# Mucus in dog poop



## meredian (Nov 5, 2012)

Also! Any suggestions for bland foods? I have heard some people recommend scrambled eggs.


----------



## schnauzerpoodle (Apr 21, 2010)

If it's just a little light colored with mucus at the end, I would say skip treats for today and add extra probiotics and pumpkin to dinner tonight. If he poops more frequently than usual from now till dinner AND the poop is softer than usual, I would skip dinner tonight and see how things go. Don't forget to keep giving him a lot of liquid.

If the poop tomorrow is getting softer and/or with more mucus, then you can start the bland diet (I use mashed potato and cooked ground turkey. Many people use rice. I also give the turkey broth to him). Check the gum and make sure your dog is not dehydrated. Avoid eggs and diary products for now. Once his poop situation is stable, you can give him a little plain yogurt.

Any time you see blood (red or black) in the poop, take your dog to the vet ASAP.

Good luck.


----------



## meredian (Nov 5, 2012)

Thanks so much! He just pooped again and it was totally normal. Going to keep an eye on it, but those are great tips.


----------



## schnauzerpoodle (Apr 21, 2010)

> **Task description**: Reproduce verbatim the passage of the dog-poop mucus thread from "Also! Any suggestions" to "lot of liquid.".

> **Record extracts**:
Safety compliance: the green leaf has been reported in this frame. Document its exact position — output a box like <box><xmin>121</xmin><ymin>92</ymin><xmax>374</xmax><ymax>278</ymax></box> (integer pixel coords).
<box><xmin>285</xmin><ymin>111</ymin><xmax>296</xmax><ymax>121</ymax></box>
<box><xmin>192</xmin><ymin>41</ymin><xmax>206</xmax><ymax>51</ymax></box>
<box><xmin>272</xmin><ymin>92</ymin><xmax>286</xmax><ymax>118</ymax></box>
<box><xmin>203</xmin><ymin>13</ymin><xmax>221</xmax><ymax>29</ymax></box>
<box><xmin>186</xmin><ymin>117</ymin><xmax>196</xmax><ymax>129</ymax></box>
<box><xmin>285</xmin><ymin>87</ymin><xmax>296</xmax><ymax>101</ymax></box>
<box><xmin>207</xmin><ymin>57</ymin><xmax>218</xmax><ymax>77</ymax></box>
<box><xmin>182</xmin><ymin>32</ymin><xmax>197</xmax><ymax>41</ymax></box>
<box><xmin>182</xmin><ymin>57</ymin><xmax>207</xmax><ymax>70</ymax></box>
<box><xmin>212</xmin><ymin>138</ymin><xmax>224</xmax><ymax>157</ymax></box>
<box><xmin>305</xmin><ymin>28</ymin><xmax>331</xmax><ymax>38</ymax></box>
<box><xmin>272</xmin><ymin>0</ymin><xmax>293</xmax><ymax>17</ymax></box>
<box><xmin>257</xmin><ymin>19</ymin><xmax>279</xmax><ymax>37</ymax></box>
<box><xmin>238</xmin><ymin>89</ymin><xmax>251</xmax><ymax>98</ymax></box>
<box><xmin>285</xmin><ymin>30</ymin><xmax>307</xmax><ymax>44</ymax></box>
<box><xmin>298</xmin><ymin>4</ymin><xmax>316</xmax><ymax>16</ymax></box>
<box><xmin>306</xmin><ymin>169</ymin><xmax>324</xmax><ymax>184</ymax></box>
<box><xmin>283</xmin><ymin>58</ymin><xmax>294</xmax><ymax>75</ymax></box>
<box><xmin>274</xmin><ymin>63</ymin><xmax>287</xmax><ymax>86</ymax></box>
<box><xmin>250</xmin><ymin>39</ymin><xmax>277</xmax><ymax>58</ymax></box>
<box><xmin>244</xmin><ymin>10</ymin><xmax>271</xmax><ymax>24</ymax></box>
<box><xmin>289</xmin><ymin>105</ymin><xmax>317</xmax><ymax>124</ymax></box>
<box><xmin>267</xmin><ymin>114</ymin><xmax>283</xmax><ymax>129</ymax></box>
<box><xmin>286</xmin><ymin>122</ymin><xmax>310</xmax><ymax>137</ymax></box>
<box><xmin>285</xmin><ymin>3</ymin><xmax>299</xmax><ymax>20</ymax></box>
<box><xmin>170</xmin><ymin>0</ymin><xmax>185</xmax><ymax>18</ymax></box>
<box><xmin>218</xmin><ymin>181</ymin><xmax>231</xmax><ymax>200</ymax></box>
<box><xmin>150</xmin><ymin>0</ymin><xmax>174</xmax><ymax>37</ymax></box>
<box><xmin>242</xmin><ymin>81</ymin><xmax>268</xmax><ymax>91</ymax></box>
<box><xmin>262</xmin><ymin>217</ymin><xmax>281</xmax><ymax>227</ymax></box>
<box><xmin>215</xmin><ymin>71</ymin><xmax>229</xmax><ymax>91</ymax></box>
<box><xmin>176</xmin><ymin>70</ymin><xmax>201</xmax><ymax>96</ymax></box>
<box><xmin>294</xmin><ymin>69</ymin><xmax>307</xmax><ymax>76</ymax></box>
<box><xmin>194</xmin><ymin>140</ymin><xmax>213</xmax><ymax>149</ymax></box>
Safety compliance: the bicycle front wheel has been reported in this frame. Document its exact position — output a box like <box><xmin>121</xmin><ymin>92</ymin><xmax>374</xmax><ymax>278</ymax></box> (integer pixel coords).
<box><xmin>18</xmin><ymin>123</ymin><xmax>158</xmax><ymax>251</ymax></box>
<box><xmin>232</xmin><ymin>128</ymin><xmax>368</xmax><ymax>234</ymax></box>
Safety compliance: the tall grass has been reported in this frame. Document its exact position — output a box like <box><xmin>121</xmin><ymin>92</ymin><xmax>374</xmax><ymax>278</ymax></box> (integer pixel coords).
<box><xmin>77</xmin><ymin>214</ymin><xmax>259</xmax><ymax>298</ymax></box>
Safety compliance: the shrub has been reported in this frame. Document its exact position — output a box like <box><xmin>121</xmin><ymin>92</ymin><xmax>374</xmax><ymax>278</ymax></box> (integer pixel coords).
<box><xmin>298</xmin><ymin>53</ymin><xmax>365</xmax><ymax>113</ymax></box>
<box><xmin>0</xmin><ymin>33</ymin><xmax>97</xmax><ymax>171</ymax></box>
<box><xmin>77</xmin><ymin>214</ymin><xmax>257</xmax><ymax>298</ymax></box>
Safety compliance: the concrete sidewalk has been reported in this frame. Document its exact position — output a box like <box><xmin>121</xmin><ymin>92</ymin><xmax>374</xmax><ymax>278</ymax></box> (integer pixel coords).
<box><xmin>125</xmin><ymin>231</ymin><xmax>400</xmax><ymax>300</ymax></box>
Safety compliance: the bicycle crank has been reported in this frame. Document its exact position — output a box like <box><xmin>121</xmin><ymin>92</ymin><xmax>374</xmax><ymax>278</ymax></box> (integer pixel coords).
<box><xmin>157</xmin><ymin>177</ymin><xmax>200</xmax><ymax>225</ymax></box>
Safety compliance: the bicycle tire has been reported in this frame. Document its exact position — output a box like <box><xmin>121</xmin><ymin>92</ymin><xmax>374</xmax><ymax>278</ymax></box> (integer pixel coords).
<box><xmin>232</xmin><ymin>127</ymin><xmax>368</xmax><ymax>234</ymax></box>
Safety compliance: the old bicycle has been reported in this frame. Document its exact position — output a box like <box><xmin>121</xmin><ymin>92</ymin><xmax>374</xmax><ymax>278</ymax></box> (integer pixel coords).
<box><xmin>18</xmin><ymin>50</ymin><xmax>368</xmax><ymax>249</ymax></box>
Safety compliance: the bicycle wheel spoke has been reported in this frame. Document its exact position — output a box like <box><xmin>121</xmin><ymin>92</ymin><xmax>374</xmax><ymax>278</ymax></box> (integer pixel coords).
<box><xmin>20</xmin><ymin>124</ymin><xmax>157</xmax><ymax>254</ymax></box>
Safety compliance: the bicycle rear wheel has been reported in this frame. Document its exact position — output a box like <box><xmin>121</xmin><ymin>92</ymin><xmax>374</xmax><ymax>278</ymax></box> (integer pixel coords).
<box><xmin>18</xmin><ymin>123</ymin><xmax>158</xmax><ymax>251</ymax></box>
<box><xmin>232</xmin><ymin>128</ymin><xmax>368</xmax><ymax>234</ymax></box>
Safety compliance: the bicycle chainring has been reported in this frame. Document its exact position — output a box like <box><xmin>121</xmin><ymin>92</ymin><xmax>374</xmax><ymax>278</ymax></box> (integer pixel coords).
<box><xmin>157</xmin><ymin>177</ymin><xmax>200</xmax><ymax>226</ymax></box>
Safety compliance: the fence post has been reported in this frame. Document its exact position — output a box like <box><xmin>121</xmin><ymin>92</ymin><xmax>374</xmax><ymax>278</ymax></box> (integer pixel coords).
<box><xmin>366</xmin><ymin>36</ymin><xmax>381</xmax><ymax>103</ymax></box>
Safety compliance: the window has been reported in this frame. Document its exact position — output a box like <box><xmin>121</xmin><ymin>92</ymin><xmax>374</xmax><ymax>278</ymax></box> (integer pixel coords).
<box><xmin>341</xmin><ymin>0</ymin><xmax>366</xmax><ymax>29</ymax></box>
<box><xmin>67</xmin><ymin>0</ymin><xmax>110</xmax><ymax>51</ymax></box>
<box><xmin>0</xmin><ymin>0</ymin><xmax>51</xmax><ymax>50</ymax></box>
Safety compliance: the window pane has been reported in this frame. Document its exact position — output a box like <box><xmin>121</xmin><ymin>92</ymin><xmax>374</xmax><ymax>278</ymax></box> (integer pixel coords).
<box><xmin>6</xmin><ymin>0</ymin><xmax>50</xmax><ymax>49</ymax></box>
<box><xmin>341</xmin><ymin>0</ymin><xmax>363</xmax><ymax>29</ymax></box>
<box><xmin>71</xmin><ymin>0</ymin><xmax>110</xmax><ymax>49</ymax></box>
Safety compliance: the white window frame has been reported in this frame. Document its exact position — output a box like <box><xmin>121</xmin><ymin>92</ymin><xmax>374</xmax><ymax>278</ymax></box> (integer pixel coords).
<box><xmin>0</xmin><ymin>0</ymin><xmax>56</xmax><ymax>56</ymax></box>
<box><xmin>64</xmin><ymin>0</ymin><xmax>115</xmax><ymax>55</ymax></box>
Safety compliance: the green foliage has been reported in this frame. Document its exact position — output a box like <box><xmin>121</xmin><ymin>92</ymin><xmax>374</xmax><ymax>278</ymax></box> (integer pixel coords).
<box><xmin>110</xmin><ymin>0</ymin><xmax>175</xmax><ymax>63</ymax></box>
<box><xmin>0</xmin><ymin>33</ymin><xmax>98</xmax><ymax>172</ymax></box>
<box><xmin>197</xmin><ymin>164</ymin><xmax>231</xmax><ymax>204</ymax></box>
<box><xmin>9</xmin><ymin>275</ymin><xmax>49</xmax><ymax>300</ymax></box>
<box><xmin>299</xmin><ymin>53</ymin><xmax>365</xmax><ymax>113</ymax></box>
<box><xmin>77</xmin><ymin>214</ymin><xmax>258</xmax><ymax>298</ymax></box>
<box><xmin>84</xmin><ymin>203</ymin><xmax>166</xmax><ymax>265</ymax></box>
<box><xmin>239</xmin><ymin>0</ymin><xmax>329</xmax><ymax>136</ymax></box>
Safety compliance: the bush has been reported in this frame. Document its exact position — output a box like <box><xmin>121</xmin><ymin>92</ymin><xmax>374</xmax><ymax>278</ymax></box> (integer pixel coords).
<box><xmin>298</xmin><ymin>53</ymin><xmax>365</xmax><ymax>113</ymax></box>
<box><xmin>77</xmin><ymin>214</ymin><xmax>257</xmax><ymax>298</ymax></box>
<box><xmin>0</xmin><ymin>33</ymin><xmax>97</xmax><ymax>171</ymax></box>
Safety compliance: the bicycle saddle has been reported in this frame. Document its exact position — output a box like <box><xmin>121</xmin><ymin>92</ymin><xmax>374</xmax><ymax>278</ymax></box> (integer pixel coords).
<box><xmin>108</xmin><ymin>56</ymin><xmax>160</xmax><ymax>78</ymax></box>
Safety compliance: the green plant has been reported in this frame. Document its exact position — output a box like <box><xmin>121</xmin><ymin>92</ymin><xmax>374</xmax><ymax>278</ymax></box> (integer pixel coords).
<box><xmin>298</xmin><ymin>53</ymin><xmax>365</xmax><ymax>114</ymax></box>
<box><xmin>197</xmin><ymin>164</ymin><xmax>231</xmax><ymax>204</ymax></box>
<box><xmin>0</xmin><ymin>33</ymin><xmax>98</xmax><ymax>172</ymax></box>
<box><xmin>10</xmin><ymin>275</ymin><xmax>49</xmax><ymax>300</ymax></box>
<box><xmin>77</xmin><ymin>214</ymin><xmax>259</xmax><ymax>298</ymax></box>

> **Exercise output**:
Also! Any suggestions for bland foods? I have heard some people recommend scrambled eggs.


----------



## schnauzerpoodle (Apr 21, 2010)

If it's just a little light colored with mucus at the end, I would say skip treats for today and add extra probiotics and pumpkin to dinner tonight. If he poops more frequently than usual from now till dinner AND the poop is softer than usual, I would skip dinner tonight and see how things go. Don't forget to keep giving him a lot of liquid.